**INSTRUCTIONS**
1) Answer these questions using the gas transportation agreement excerpt:
(a) On what basis will Transporter transport gas for Shipper?
(b) What is Shipper's MDTQ for billing purposes?
(c) What conversion factor is used to express the 24,505 Mcf in dekatherms?
2) Summarize the gas transportation agreement excerpt in two sentences.
3) Continue the gas transportation agreement from the point where it stops.

**TEXT BLOCK**
::::
WHEREAS, Shipper has requested that Transporter transport
natural gas; and
WHEREAS, Transporter has agreed to provide such
transportation for Shipper subject to the terms and conditions hereof.
WITNESSETH: That, in consideration of the mutual covenants
herein contained, the parties hereto agree that Transporter will transport for
Shipper, on a firm basis, and Shipper will furnish, or cause to be furnished, to
Transporter natural gas for such transportation during the term hereof, at the
prices and on the terms and conditions hereinafter provided.
ARTICLE I
Quantities
Beginning on the date on which deliveries of gas are
commenced hereunder and thereafter for the remaining term of this Agreement, and
subject to the provisions of Transporter's FT Rate Schedule, Transporter agrees
to receive and transport for Shipper's account up to the following quantities of
natural gas:
Shipper's contract Maximum Daily Transportation Quantity shall be the
equivalent, in dekatherms, of 24,505 Mcf, using as the conversion factor the
heat content of gas being received at the primary receipt point, as such heat
content changes from time to time; provided, however, that for billing purposes,
Shipper's MDTQ ("billing MDTQ") shall be 24,995 Dth.
::::
Entries pointing to named objects
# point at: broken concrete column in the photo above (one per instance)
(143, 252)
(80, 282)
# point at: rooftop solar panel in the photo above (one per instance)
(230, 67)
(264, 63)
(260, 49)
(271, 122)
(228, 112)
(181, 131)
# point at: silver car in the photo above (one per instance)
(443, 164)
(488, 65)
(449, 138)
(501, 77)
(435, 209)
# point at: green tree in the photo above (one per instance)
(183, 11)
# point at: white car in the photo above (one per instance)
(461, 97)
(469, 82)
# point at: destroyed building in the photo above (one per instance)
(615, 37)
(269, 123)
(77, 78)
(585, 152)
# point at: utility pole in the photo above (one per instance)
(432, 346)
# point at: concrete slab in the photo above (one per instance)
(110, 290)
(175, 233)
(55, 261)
::::
**ANSWERS TO EACH TASK**
1)
(a) On a firm basis.
(b) 24,995 Dth.
(c) The heat content of gas being received at the primary receipt point, as that heat content changes from time to time.

2) Because Shipper asked Transporter to transport natural gas and Transporter agreed, Transporter will transport gas for Shipper on a firm basis, and Shipper will furnish the gas at the prices and on the terms set out in the agreement. Under Article I, Shipper's Maximum Daily Transportation Quantity equals 24,505 Mcf converted to dekatherms by the heat content of gas at the primary receipt point, while the billing MDTQ is 24,995 Dth.

3)
ARTICLE II
Rate
Unless otherwise mutually agreed in a written amendment to
this Agreement, for each dekatherm of gas transported for Shipper by Transporter
hereunder, Shipper shall pay Transporter the maximum rate provided under Rate
Schedule FT set forth in Transporter's effective FERC Gas Tariff. In the event
that the Transporter places on file with the Federal Energy Regulatory
Commission ("Commission") another rate schedule which may be applicable to
transportation service rendered hereunder, then Transporter, at its option, may
from and after the effective date of such rate schedule, utilize such rate
schedule in performance of this Agreement. Such a rate schedule(s) or
superseding rate schedule(s) and any revisions thereof which shall be filed and
become effective shall apply to and be a part of this Agreement. Transporter
shall have the right to propose, file and make effective with the Commission, or
other body having jurisdiction, changes and revisions of any effective rate
schedule(s), or to propose, file, and make effective superseding rate schedules,
for the purpose of changing the rate, charges, and other provisions thereof
effective as to Shipper, and Shipper shall have the right to oppose any such
aforementioned rate schedule or rate filing.
Shipper agrees to reimburse Transporter for its pro rata
share of the filing fees associated with this service and paid to the
Commission.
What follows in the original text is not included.